> Reading passage:
Heather Schacht Reisinger, PhD

Director, Implementation Science Center
Professor of Medicine-General Internal Medicine
Biography

It’s difficult to pinpoint the experience that set me on my path to becoming an anthropologist and ethnographer. Maybe when I took my first anthropology class in high school. Or my first garbage can archeology dig in sixth grade. Or when I was nine and invented my own culture, the “Mountainees.” 

What all of these experiences have in common is one human trying to understand the relationship between other humans and their behaviors: What drives them? How does their action serve their objectives? And does all of that effort actually lead to a thriving life and environment? 

These are questions I continue to ask today in my current role. While sitting in the VA’s telemedicine hub for critical care, I wonder: “Why did you indicate sepsis for this patient in your data system? How does it serve the patient? The clinicians? The healthcare system? How does that action serve to improve care for that particular patient and for the population of patients you care for?”

For me, implementation science starts with these basic building blocks: questions that help us critically examine how people, the things that surround them, and the systems within which they operate all interact as they strive to improve people’s health and wellbeing.

What excites me about the Implementation Science Center is that it presents an incredible opportunity to build an interdisciplinary community that can work collaboratively, and creatively, to improve the health and well-being of millions of people, while also developing fresh questions and methodologies that can serve this larger goal. 

I believe deeply that it will take interdisciplinary teams that have a passion for thinking creatively together that will ensure people have access to the latest evidence-based research in pursuit of health and wellbeing.

At the University of Iowa, the Implementation Science Center is creating the space to do just that.

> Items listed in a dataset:
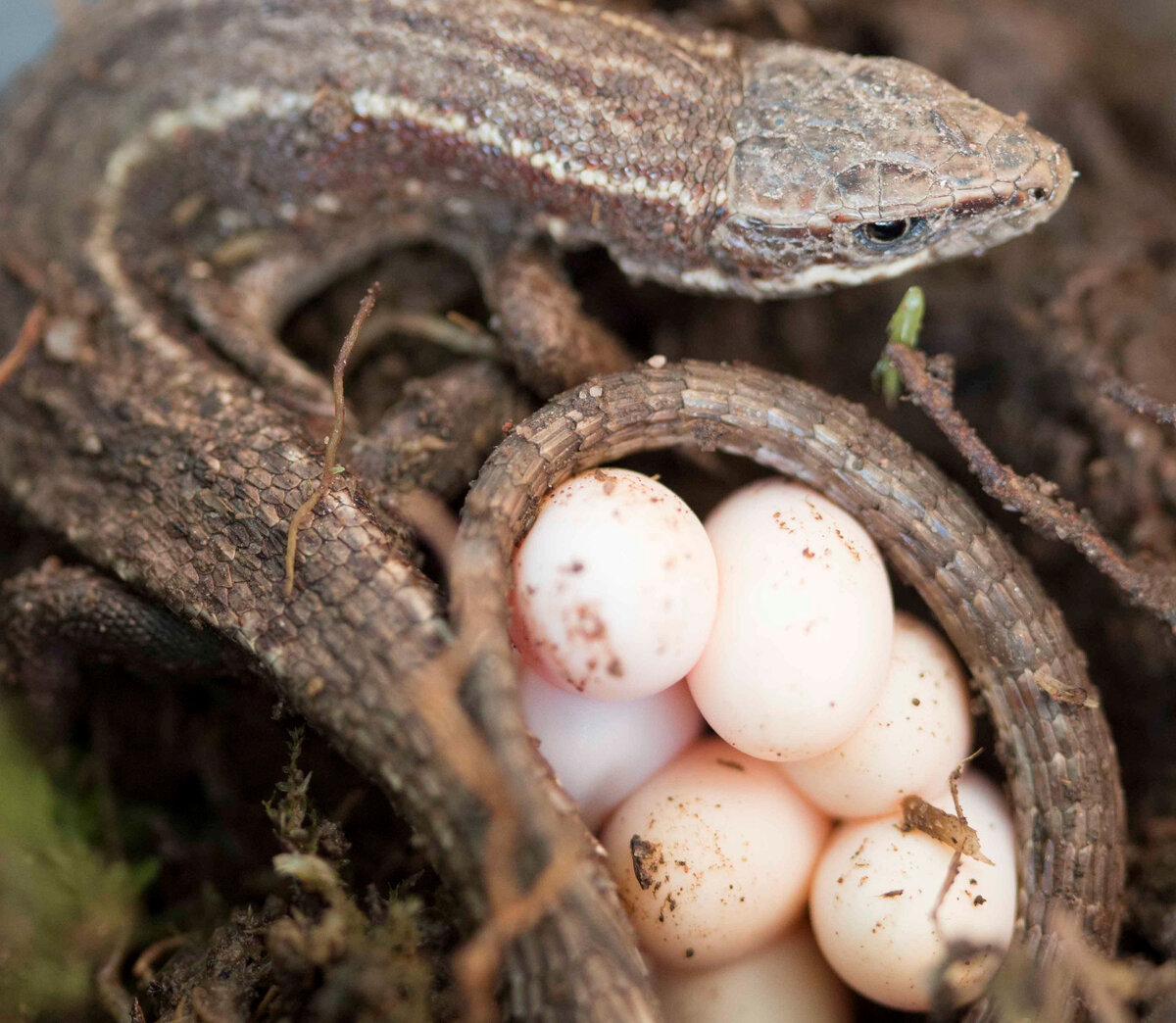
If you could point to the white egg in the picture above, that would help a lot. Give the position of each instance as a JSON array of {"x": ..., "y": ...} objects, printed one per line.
[
  {"x": 785, "y": 982},
  {"x": 914, "y": 738},
  {"x": 603, "y": 750},
  {"x": 615, "y": 587},
  {"x": 875, "y": 888},
  {"x": 801, "y": 640},
  {"x": 712, "y": 855}
]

> Goal of the exercise: Please copy the Heather Schacht Reisinger biography above in full, word for word.

> Result:
Heather Schacht Reisinger, PhD

Director, Implementation Science Center
Professor of Medicine-General Internal Medicine
Biography

It’s difficult to pinpoint the experience that set me on my path to becoming an anthropologist and ethnographer. Maybe when I took my first anthropology class in high school. Or my first garbage can archeology dig in sixth grade. Or when I was nine and invented my own culture, the “Mountainees.” 

What all of these experiences have in common is one human trying to understand the relationship between other humans and their behaviors: What drives them? How does their action serve their objectives? And does all of that effort actually lead to a thriving life and environment? 

These are questions I continue to ask today in my current role. While sitting in the VA’s telemedicine hub for critical care, I wonder: “Why did you indicate sepsis for this patient in your data system? How does it serve the patient? The clinicians? The healthcare system? How does that action serve to improve care for that particular patient and for the population of patients you care for?”

For me, implementation science starts with these basic building blocks: questions that help us critically examine how people, the things that surround them, and the systems within which they operate all interact as they strive to improve people’s health and wellbeing.

What excites me about the Implementation Science Center is that it presents an incredible opportunity to build an interdisciplinary community that can work collaboratively, and creatively, to improve the health and well-being of millions of people, while also developing fresh questions and methodologies that can serve this larger goal. 

I believe deeply that it will take interdisciplinary teams that have a passion for thinking creatively together that will ensure people have access to the latest evidence-based research in pursuit of health and wellbeing.

At the University of Iowa, the Implementation Science Center is creating the space to do just that.